╭─ DATASET RECORDS

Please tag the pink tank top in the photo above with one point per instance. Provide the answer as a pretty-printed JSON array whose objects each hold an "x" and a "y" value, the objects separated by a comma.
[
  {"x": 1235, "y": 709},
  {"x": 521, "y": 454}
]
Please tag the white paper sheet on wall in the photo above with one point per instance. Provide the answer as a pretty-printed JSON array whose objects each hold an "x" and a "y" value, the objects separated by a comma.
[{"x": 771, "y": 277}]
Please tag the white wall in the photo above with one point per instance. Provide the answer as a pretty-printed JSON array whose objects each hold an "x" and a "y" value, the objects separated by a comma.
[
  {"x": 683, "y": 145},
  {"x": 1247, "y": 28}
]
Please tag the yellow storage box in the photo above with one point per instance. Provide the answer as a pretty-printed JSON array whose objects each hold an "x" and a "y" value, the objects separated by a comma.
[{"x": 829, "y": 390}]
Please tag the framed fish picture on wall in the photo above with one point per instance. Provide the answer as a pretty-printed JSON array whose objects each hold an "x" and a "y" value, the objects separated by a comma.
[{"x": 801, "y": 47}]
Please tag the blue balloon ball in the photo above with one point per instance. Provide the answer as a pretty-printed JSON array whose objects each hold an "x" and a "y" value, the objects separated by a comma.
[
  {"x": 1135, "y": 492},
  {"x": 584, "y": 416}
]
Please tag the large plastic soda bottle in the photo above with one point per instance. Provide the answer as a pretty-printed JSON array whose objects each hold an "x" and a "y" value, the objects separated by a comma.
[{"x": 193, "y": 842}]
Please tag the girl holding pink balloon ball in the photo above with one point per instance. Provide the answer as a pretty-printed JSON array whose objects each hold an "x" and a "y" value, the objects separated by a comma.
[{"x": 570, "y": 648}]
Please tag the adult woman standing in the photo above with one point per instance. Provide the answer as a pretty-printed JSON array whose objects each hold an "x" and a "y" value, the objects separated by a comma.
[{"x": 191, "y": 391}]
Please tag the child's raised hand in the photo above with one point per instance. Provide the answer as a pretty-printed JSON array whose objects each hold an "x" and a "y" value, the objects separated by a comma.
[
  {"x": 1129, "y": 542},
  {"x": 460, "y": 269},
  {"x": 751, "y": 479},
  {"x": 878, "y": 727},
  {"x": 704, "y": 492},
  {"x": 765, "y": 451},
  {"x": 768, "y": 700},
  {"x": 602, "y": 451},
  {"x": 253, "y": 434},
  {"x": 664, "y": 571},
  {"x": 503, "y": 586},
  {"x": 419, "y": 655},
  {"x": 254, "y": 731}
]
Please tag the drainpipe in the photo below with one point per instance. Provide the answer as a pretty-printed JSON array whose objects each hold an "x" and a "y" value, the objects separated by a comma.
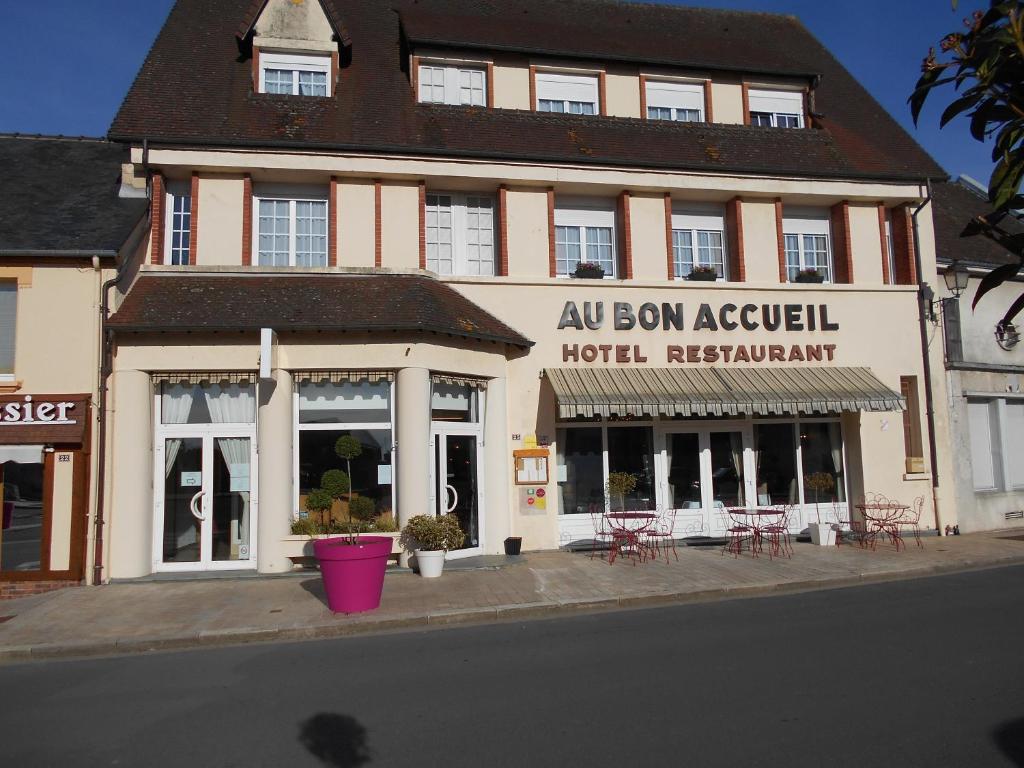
[
  {"x": 105, "y": 358},
  {"x": 923, "y": 307}
]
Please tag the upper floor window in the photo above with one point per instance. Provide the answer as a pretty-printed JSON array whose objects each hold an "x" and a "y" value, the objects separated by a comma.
[
  {"x": 585, "y": 232},
  {"x": 681, "y": 101},
  {"x": 441, "y": 84},
  {"x": 178, "y": 229},
  {"x": 8, "y": 325},
  {"x": 295, "y": 75},
  {"x": 808, "y": 253},
  {"x": 698, "y": 241},
  {"x": 291, "y": 230},
  {"x": 460, "y": 233},
  {"x": 577, "y": 94},
  {"x": 776, "y": 109}
]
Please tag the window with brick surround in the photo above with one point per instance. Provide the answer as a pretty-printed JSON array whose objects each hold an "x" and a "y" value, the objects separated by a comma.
[
  {"x": 446, "y": 84},
  {"x": 177, "y": 229},
  {"x": 679, "y": 101},
  {"x": 577, "y": 94},
  {"x": 294, "y": 74},
  {"x": 460, "y": 233}
]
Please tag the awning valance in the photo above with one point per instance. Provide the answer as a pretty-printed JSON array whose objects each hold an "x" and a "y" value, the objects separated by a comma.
[{"x": 715, "y": 391}]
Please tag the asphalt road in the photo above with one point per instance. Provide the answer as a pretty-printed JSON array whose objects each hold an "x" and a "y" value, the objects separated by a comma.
[{"x": 924, "y": 673}]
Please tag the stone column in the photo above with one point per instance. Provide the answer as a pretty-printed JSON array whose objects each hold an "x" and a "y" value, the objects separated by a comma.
[
  {"x": 413, "y": 443},
  {"x": 129, "y": 516},
  {"x": 275, "y": 460},
  {"x": 497, "y": 463}
]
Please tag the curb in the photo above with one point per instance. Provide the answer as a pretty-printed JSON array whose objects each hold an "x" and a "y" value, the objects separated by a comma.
[{"x": 369, "y": 625}]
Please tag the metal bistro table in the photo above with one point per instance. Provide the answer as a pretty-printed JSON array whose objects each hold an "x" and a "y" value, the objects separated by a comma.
[{"x": 627, "y": 529}]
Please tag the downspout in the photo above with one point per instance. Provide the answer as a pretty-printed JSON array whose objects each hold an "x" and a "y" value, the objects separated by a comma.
[
  {"x": 924, "y": 302},
  {"x": 105, "y": 358}
]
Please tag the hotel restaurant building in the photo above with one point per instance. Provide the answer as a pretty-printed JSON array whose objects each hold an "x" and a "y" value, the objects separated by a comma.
[{"x": 368, "y": 219}]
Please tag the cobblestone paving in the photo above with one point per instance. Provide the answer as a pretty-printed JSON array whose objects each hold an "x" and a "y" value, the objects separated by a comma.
[{"x": 124, "y": 617}]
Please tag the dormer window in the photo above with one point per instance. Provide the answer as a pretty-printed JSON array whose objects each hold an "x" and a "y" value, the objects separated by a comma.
[
  {"x": 679, "y": 101},
  {"x": 577, "y": 94},
  {"x": 776, "y": 109},
  {"x": 442, "y": 84},
  {"x": 295, "y": 75}
]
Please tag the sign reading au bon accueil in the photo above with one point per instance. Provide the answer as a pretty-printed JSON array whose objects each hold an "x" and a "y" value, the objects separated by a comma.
[{"x": 707, "y": 318}]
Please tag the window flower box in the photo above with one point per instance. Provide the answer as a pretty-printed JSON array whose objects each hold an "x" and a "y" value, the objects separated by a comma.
[
  {"x": 587, "y": 270},
  {"x": 809, "y": 275}
]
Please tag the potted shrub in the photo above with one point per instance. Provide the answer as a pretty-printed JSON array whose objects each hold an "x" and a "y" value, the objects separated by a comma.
[
  {"x": 586, "y": 270},
  {"x": 822, "y": 534},
  {"x": 704, "y": 273},
  {"x": 352, "y": 567},
  {"x": 430, "y": 537},
  {"x": 809, "y": 275}
]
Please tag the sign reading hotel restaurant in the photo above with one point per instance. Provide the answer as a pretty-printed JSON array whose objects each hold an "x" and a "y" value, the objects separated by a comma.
[
  {"x": 48, "y": 419},
  {"x": 706, "y": 318}
]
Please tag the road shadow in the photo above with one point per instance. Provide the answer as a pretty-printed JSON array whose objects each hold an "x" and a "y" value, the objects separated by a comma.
[
  {"x": 337, "y": 740},
  {"x": 315, "y": 588},
  {"x": 1010, "y": 738}
]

╰─

#### YOUR INSTRUCTIONS
Beginning with the line that has "Please tag the hotel", set down every line of the entries above through the final one, unchanged.

#### EXPECTED ANSWER
Please tag the hotel restaurant building in the photo above with one point per instance. Provide the answer as a pretty-printed JSON array whose objects each hold an "x" and a "y" value, the objects separated by a comma.
[{"x": 368, "y": 219}]
Please tag the cobblestone paving in the photo above with one point per instance. Provide the answer as a pretty-printed JSON array whose objects each hold an "x" and a "y" value, the objects separated by a comma.
[{"x": 124, "y": 617}]
Please tag the dormer window in the photo above with one point per instance. Provide the answer as a pretty-printed JSON array whose objects each hold an "x" and a "y" value, the objects separated by a comma.
[
  {"x": 679, "y": 101},
  {"x": 577, "y": 94},
  {"x": 776, "y": 109},
  {"x": 442, "y": 84},
  {"x": 295, "y": 75}
]
Please tag the sign reading au bon accueil in the photo above with one point per instance. Provide the answer as a pretty-printed JSON array whose objects each hold an "x" and a "y" value, the objects separated by a comma.
[{"x": 707, "y": 318}]
Please tag the window flower box in the photo above with one point per instance. Provide the answer as a pretty-printed JSON array whose objects each hold an "x" and a "y" value, the objects separated by a comma.
[
  {"x": 587, "y": 270},
  {"x": 809, "y": 275}
]
Please tag the potted shrub in the photo above with one point per instance. Provide the answer as a pretty-printed JSON array whose objects each hold an "x" and a "y" value, the objects separated by a comma.
[
  {"x": 586, "y": 270},
  {"x": 822, "y": 534},
  {"x": 704, "y": 273},
  {"x": 352, "y": 567},
  {"x": 430, "y": 537},
  {"x": 809, "y": 275}
]
Please tag the sign reading hotel restaurant in the photo above with one point per instance. Provide the answer as a pretty-printed JSON array whose objects each hold an "x" and a "y" value, the objects separated by a comma.
[
  {"x": 48, "y": 419},
  {"x": 706, "y": 318}
]
Please tag the road shadow in the photo above with one point per instance. Provide the answer as a pretty-printed JSON array whose objects each hold an "x" and a "y" value, the objects separated by a comma.
[
  {"x": 337, "y": 740},
  {"x": 315, "y": 588},
  {"x": 1010, "y": 738}
]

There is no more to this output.